[start of Supplied entries]
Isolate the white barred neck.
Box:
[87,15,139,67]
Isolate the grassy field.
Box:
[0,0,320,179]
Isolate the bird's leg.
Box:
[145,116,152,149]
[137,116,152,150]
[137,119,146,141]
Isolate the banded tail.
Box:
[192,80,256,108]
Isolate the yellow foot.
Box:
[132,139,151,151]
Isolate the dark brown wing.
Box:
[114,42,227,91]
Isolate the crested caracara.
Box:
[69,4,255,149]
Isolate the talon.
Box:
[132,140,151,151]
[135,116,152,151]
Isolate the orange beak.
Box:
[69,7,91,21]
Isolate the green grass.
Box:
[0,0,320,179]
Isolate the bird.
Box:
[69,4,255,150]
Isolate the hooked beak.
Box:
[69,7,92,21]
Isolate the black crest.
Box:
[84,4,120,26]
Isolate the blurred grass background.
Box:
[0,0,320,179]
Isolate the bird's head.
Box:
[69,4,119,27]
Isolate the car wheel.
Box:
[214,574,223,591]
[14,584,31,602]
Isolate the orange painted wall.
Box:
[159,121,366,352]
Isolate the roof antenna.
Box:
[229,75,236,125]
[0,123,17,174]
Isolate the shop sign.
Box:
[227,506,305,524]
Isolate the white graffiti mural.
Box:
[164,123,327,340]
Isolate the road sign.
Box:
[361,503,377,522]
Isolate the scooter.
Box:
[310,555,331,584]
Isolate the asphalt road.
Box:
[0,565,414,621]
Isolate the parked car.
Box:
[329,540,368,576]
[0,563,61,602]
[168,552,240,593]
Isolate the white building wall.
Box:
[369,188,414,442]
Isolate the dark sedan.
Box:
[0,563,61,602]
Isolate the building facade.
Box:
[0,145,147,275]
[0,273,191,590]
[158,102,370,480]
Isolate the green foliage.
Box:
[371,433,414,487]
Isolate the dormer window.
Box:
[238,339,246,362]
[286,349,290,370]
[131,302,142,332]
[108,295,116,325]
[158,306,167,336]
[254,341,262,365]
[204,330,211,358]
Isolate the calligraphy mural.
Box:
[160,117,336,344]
[end of Supplied entries]
- [Problem statement]: Rescale everything from the row containing "Isolate the banded tail." down to the row containing "[158,102,370,480]", both included. Repeat each row, requests and all, but multiply every box coordinate by 0.7 and round to whole numbers, with halves going up.

- [Result for this exercise]:
Isolate the banded tail.
Box:
[134,56,179,76]
Isolate the yellow foot.
Box:
[92,97,106,106]
Isolate the dark brown wing.
Box:
[80,29,159,64]
Isolate the crested caracara.
Box:
[48,3,179,104]
Isolate the talon.
Box:
[92,98,106,106]
[95,81,106,106]
Isolate the orange beak.
Box:
[48,5,64,15]
Isolate the green grass.
Box:
[0,0,224,125]
Isolate the bird.
Box:
[48,3,179,105]
Isolate the hooked beak.
Box:
[48,5,64,15]
Isolate the black crest.
Box:
[59,3,84,18]
Isolate the blurred grass background.
Box:
[0,0,224,125]
Isolate the bird's head.
Box:
[48,3,83,19]
Isolate the car wheel.
Box:
[150,402,156,414]
[10,409,22,421]
Isolate the orange painted wall.
Box:
[111,85,256,246]
Isolate the roof antenna.
Box:
[160,53,165,88]
[0,86,12,122]
Isolate the shop sign.
Box:
[159,354,214,367]
Isolate the white graffiti mural.
Box:
[115,86,229,238]
Isolate the road sign.
Box:
[253,352,264,365]
Isolate the scooter.
Box:
[217,389,232,409]
Isolate the asphalt road.
Box:
[0,396,290,435]
Isolate the parked car.
Box:
[230,378,258,403]
[0,394,43,421]
[118,386,168,415]
Isolate the white building wall.
Box:
[258,132,290,309]
Isolate the dark sedan.
Box:
[0,394,43,421]
Isolate the building facade.
Box:
[0,102,103,193]
[0,191,134,413]
[111,71,259,336]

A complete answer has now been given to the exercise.